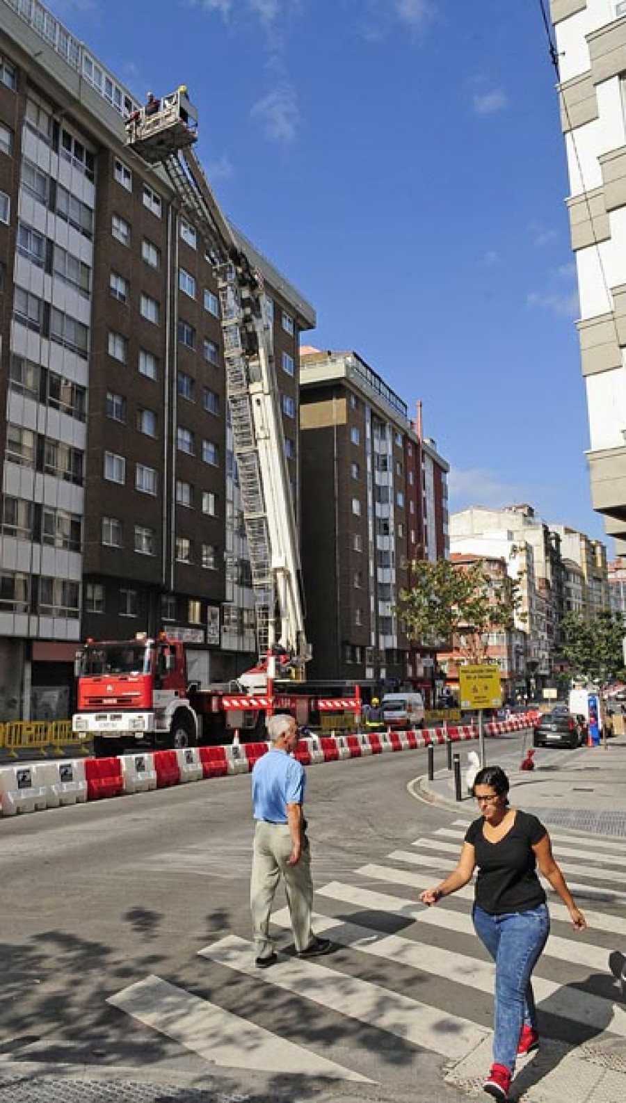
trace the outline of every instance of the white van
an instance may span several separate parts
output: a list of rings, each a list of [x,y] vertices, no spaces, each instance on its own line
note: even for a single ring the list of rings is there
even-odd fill
[[[390,728],[423,728],[424,698],[421,693],[388,693],[381,700],[381,716]]]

________________________________________

Render these lines as a Markdown table with the columns Row and Text, numbering each row and skipping blank lines. Leave the pictures out of your answer.

| Row | Text |
|---|---|
| 1 | trace the outline of every instance of the white van |
| 2 | an instance may span several separate parts |
| 3 | output: a list of rings, each a list of [x,y] vertices, no spaces, each instance on its own line |
| 4 | note: even for a single ring the list of rings is there |
| 5 | even-odd fill |
| 6 | [[[390,728],[423,728],[424,698],[421,693],[388,693],[381,700],[381,716]]] |